╭──

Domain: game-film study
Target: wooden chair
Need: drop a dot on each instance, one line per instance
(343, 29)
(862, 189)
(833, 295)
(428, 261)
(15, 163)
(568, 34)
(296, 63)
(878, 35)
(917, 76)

╰──

**WRITTEN EXERCISE:**
Render the lines of every item above as a single numbered list, omitting any blank lines.

**CORRECT OUTPUT:**
1. Domain: game-film study
2. Target: wooden chair
3. Need: drop a dot on each instance, one line per instance
4. (343, 29)
5. (862, 189)
6. (833, 295)
7. (428, 261)
8. (15, 163)
9. (568, 34)
10. (296, 63)
11. (878, 35)
12. (917, 76)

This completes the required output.